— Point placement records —
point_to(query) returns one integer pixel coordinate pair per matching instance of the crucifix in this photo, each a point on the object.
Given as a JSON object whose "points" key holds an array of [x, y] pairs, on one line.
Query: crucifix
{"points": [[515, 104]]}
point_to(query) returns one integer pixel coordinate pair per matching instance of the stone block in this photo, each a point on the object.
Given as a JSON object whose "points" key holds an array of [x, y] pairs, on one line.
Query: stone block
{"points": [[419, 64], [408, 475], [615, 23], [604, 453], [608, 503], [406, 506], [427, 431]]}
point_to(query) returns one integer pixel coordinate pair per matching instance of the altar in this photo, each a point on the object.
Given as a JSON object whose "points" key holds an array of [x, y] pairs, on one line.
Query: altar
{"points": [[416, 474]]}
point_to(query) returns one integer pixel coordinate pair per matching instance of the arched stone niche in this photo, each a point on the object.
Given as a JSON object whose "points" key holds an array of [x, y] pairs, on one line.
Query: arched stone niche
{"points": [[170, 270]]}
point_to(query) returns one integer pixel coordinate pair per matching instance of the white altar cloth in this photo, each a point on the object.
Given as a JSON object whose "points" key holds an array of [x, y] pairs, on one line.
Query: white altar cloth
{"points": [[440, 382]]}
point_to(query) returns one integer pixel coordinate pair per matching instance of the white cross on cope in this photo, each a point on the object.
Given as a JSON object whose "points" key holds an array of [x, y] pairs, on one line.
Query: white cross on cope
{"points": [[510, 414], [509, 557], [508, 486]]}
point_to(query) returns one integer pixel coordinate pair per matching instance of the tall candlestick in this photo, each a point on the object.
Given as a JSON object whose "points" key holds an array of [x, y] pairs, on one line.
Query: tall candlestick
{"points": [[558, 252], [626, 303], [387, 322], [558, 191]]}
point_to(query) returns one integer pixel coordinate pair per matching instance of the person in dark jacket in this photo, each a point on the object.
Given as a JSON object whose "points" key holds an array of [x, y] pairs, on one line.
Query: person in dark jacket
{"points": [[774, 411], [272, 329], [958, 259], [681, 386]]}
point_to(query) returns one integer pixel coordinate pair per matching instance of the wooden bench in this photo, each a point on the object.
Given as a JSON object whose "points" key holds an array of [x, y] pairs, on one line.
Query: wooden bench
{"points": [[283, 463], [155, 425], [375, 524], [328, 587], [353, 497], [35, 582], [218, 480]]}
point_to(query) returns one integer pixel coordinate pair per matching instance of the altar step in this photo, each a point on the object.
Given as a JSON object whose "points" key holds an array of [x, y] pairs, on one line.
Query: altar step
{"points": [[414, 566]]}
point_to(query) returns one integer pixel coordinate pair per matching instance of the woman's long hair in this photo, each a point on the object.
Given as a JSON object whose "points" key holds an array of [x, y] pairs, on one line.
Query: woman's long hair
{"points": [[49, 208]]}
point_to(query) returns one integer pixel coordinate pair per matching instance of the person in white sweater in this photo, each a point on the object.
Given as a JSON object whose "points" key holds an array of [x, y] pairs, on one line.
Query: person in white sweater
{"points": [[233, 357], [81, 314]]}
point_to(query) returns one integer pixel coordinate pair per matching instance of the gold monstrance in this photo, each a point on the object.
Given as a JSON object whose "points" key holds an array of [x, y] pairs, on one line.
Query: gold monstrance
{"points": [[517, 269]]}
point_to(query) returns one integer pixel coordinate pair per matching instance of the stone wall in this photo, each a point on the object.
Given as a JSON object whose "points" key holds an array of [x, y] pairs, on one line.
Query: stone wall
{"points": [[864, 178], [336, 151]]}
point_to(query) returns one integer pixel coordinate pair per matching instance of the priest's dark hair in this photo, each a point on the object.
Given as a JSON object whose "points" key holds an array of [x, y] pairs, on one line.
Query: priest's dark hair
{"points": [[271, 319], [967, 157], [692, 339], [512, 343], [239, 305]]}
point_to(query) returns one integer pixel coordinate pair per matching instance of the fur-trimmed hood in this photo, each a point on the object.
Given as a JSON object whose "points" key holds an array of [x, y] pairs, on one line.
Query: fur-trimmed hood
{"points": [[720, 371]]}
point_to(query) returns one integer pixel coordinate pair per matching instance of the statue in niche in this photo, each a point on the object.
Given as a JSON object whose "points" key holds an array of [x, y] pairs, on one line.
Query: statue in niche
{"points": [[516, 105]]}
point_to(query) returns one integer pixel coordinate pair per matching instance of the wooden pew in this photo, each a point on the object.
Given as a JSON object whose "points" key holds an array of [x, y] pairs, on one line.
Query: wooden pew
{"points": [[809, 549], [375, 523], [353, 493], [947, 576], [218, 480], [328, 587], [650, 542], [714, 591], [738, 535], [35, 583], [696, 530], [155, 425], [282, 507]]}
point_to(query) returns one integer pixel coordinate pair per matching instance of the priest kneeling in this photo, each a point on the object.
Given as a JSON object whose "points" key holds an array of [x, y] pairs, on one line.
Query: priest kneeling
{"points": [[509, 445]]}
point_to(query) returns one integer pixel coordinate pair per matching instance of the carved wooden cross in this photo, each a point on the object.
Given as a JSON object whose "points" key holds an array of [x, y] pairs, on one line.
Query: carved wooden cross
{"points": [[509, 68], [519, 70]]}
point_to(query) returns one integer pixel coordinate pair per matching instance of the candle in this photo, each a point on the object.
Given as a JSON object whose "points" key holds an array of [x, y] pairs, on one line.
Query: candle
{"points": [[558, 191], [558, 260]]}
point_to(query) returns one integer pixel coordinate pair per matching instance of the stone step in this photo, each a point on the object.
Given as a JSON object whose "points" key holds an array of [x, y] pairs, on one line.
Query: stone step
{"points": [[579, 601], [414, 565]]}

— STATED EXERCISE —
Please render these lines as a Markdown table with the columns Row and Line, giving each line its row number and leaving out blank lines.

— EXERCISE SOLUTION —
| Row | Line |
|---|---|
| 1 | point_to(query) returns one integer pixel coordinate pair per matching instance of the crucifix in this photo, each a point on the object. |
| 2 | Given as a JSON object whose "points" key holds an array of [x, y] pairs, on one line. |
| 3 | Query: crucifix |
| 4 | {"points": [[515, 104]]} |
| 5 | point_to(query) returns one integer pixel coordinate pair per matching instance of the stone block in this photo, each a point on the object. |
| 6 | Given as a JSON object whose "points" key holds an array of [x, y] pairs, on one line. |
| 7 | Query: stone block |
| 8 | {"points": [[419, 64], [408, 475], [615, 23], [604, 453], [608, 503], [406, 506], [427, 431]]} |
| 9 | point_to(query) returns one integer pixel coordinate pair per matching instance of the altar in this photo, each a point on the object. |
| 10 | Given as a JSON object whose "points" key holds an array of [x, y] pairs, on one line. |
| 11 | Query: altar |
| 12 | {"points": [[416, 474]]} |
| 13 | point_to(query) returns one integer pixel coordinate pair per matching instance of the arched stone niche in this photo, each a point on the object. |
| 14 | Given as a JSON object whose "points" key holds an array of [x, y] pairs, on one line. |
| 15 | Query: arched stone niche |
| 16 | {"points": [[170, 270]]} |
| 17 | point_to(query) returns one integer pixel coordinate pair per matching instance of the white altar cloth in this photo, each a point on the object. |
| 18 | Given as a JSON object whose "points" key holds an array of [x, y] pairs, on one line. |
| 19 | Query: white altar cloth |
| 20 | {"points": [[440, 382]]} |
| 21 | point_to(query) returns one integer pixel coordinate pair per matching instance of the white cross on cope in this photo, each a point on the object. |
| 22 | Given as a JSON object whose "points" key holds an array of [x, y] pairs, on one line. |
| 23 | Query: white cross on cope |
| 24 | {"points": [[510, 414], [509, 557], [508, 486]]} |
| 25 | point_to(query) returns one integer pixel coordinate pair per matching instance of the tall candlestick in this photo, each a point on the object. |
| 26 | Given as a JSON object whose "points" key holds an array of [x, y] pairs, on one line. |
| 27 | Query: tall candlestick |
| 28 | {"points": [[558, 252], [626, 303], [387, 322], [558, 191]]} |
| 29 | point_to(query) returns one integer pixel coordinate pair per matching instance of the person in dark jacket in this photo, each a point on the object. |
| 30 | Given as a JSON object whose "points" key holds an array of [x, y] pairs, on one line. |
| 31 | Query: person in dark jacket |
| 32 | {"points": [[774, 411], [272, 329], [958, 259], [681, 386]]} |
| 33 | point_to(query) returns one integer pixel coordinate pair per matching instance of the wooden bench in this photo, each a point on the object. |
| 34 | Given as a JSON object whose "points" key holds an array of [x, y] pairs, on one line. |
| 35 | Query: wooden bench |
| 36 | {"points": [[283, 463], [155, 425], [375, 524], [328, 587], [353, 497], [35, 582], [218, 480]]} |
| 37 | point_to(query) returns one integer pixel coordinate pair per matching instance of the altar step in this photo, each a point on the object. |
| 38 | Given as a JSON object whose "points" key holds an array of [x, y] pairs, on one line. |
| 39 | Query: altar step |
| 40 | {"points": [[414, 566]]} |
| 41 | point_to(query) returns one integer pixel coordinate pair per matching instance of the woman's long hair in this photo, each a point on the object. |
| 42 | Given as a JSON object whose "points" key holds an array of [x, y] pairs, on one line. |
| 43 | Query: woman's long hair |
| 44 | {"points": [[49, 208]]} |
| 45 | point_to(query) returns one integer pixel coordinate pair per matching instance of the person in white sweater in this photo, each a point on the object. |
| 46 | Given as a JSON object whose "points" key holds an array of [x, y] pairs, on one line. |
| 47 | Query: person in white sweater |
| 48 | {"points": [[233, 357], [81, 314]]} |
| 49 | point_to(query) returns one integer pixel coordinate pair per matching instance of the gold monstrance in this photo, each a point on the object. |
| 50 | Given as a JSON object whose "points" key holds an array of [x, y] pairs, on one line. |
| 51 | Query: gold monstrance |
| 52 | {"points": [[517, 269]]} |
| 53 | point_to(query) returns one integer pixel coordinate pair per matching instance of the stone wall in this photo, each a point on the object. |
| 54 | Given as a JSON object whose "points" key holds an array of [x, y] pairs, on one line. |
| 55 | Query: stone wall |
| 56 | {"points": [[864, 178], [336, 151]]} |
| 57 | point_to(query) returns one integer pixel coordinate pair per matching instance of the priest's dark hair in this photo, each a point on the object. |
| 58 | Given as a JSON object whose "points" key holds an array of [x, y] pairs, on one line. |
| 59 | Query: priest's dark hair |
| 60 | {"points": [[271, 319], [967, 157], [692, 339], [512, 343], [239, 305]]} |
| 61 | point_to(query) returns one integer pixel coordinate pair per matching instance of the fur-trimmed hood in this photo, each a point on the object. |
| 62 | Given as a JSON object whose "points" key holds an array of [x, y] pairs, on one line. |
| 63 | Query: fur-trimmed hood |
| 64 | {"points": [[720, 371]]} |
| 65 | point_to(query) returns one integer pixel coordinate pair per matching instance of the statue in niche in this photo, each a point on the object. |
| 66 | Given as a JSON object whose "points" key holds an array of [x, y] pairs, on one line. |
| 67 | Query: statue in niche |
| 68 | {"points": [[516, 105]]} |
| 69 | point_to(query) returns one integer pixel coordinate pair per matching instance of the wooden pew in this photo, each a point on the object. |
| 70 | Given as a JSON object whose "points" key holds an array of [x, y] pairs, on one line. |
| 71 | Query: wooden pew |
| 72 | {"points": [[809, 549], [375, 523], [353, 493], [947, 576], [218, 480], [328, 587], [650, 542], [714, 591], [738, 535], [35, 583], [696, 530], [155, 425], [282, 507]]} |
| 73 | point_to(query) returns one integer pixel coordinate pair per matching instance of the priest kneeling in this photo, each a point on the object. |
| 74 | Given as a JSON object whose "points" key holds an array of [x, y] pairs, on one line. |
| 75 | Query: priest kneeling |
| 76 | {"points": [[509, 445]]} |
| 77 | point_to(query) returns one integer pixel coordinate pair per matching instance of the carved wooden cross in this photo, each a point on the object. |
| 78 | Given as a JSON object whose "points" key holds an array of [x, y] pairs, on one line. |
| 79 | Query: carved wooden cross |
| 80 | {"points": [[509, 68], [519, 70]]} |
| 81 | point_to(query) returns one integer pixel coordinate pair per matching instance of the candle in this photo, each a point on the object. |
| 82 | Given as a JSON object whose "points" key holds an array of [x, y] pairs, on one line. |
| 83 | Query: candle |
| 84 | {"points": [[558, 191], [558, 260]]} |
| 85 | point_to(query) returns one integer pixel coordinate pair per matching instance of the stone step in this photo, each a point on the object. |
| 86 | Given as a JSON object whose "points" key holds an array of [x, y] pairs, on one line. |
| 87 | Query: stone step |
| 88 | {"points": [[579, 601], [414, 565]]} |